Coordinate annotation records
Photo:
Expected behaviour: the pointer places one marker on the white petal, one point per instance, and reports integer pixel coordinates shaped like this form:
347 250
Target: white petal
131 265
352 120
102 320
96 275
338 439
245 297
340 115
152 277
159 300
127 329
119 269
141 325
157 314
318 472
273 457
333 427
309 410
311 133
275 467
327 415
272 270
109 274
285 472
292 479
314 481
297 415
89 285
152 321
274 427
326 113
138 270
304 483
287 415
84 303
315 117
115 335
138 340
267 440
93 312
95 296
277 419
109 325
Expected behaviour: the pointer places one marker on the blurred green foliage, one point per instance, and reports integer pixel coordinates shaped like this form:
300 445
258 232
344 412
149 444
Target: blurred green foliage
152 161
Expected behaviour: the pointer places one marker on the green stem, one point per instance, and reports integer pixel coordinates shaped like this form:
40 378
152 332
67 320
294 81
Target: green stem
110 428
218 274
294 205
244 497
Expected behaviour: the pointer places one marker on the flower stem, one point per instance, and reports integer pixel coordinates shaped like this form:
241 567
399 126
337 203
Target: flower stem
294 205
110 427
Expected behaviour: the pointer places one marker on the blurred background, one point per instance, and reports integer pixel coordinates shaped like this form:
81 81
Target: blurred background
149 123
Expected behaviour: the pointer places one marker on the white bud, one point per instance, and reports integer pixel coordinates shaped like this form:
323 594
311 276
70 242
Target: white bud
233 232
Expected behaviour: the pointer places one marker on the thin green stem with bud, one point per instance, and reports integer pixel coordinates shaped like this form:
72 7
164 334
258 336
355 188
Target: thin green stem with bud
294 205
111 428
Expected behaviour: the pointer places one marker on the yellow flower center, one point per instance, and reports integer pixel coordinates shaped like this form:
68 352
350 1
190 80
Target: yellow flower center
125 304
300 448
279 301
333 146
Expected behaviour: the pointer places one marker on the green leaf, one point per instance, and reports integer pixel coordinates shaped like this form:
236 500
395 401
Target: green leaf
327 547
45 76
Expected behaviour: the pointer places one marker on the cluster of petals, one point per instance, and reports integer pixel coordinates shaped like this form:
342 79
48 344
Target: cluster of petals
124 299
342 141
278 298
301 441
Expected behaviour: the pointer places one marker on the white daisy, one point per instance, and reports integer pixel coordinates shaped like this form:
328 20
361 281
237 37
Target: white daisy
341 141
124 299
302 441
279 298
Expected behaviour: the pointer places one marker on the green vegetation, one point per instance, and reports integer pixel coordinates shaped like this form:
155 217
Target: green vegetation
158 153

Given request - Recast every line of the material above as a numbered list, leaving out any blank lines.

Answer to the task -
1. Photo:
2. Expected behaviour: the pointer places one marker on the white petal, one point per instance, and reports integer pixel coordinates shaped like this form:
3. 347 250
4. Target: white petal
5. 131 265
6. 352 120
7. 102 320
8. 96 275
9. 338 439
10. 245 297
11. 340 115
12. 152 277
13. 159 300
14. 127 329
15. 119 269
16. 141 325
17. 157 314
18. 318 472
19. 273 457
20. 333 427
21. 309 410
22. 311 133
23. 275 467
24. 327 415
25. 272 270
26. 109 274
27. 285 472
28. 292 479
29. 314 481
30. 297 415
31. 89 285
32. 152 321
33. 274 427
34. 326 113
35. 138 270
36. 304 483
37. 287 415
38. 84 303
39. 315 117
40. 115 335
41. 138 340
42. 267 440
43. 93 312
44. 95 296
45. 277 419
46. 109 325
47. Expected behaviour: the pointer places one marker on the blurred green foliage, one point per instance, and reports integer pixel coordinates shaped like this form:
48. 300 445
49. 258 232
50. 344 412
51. 149 444
52. Target: blurred green foliage
53. 152 161
54. Expected behaviour: the pointer places one marker on the green stem, one point per instance, and reports integer pixel coordinates shaped like this form:
55. 40 378
56. 152 332
57. 67 320
58. 294 81
59. Target: green stem
60. 110 428
61. 218 274
62. 294 205
63. 244 497
64. Expected behaviour: the pointer places one marker on the flower stem, one point per instance, and reports integer pixel coordinates shaped like this form:
65. 241 567
66. 399 126
67. 337 203
68. Target: flower stem
69. 294 205
70. 110 427
71. Expected behaviour: the pointer places one marker on the blurred background, one point per instance, and reports integer pixel coordinates shaped like this form:
72. 81 81
73. Target: blurred background
74. 149 123
75. Expected behaviour: the pointer places one marker on the white bud, one point per instance, and reports integer pixel coordinates shaped like this form:
76. 323 594
77. 311 276
78. 70 242
79. Target: white bud
80. 233 232
81. Expected behaviour: the pointer places one marker on the thin green stem with bud, one point per instance, and reports integer pixel coordinates shaped like this form:
82. 72 7
83. 164 334
84. 258 336
85. 355 188
86. Target: thin green stem with bud
87. 294 205
88. 111 428
89. Expected behaviour: the pointer places one marker on the yellow flower center, one point per instance, and reports integer pixel coordinates shaped like this form:
90. 68 352
91. 350 1
92. 190 80
93. Target: yellow flower center
94. 125 304
95. 300 448
96. 279 301
97. 333 146
98. Expected behaviour: the pointer places one marker on the green leaf, one point per instance, and reports integer pixel coordinates shaped like this form:
99. 236 500
100. 395 401
101. Target: green leaf
102. 327 547
103. 45 76
104. Expected behaviour: the pointer places one marker on the cluster of petals, one point per instance, and reports integer pixel coordinates shaped like this form:
105. 342 79
106. 48 344
107. Target: cluster of petals
108. 124 299
109. 342 141
110. 278 298
111. 301 441
112. Expected behaviour: the pointer places one marker on the white daisy, one point per instance, and reports integer pixel coordinates shaped like this form:
113. 328 20
114. 361 281
115. 237 37
116. Target: white daisy
117. 341 141
118. 124 299
119. 302 441
120. 279 298
121. Expected behaviour: the pointer places one marker on the green vegetation, one point per instance, and reports integer pixel coordinates shaped like this form:
122. 155 217
123. Target: green vegetation
124. 158 153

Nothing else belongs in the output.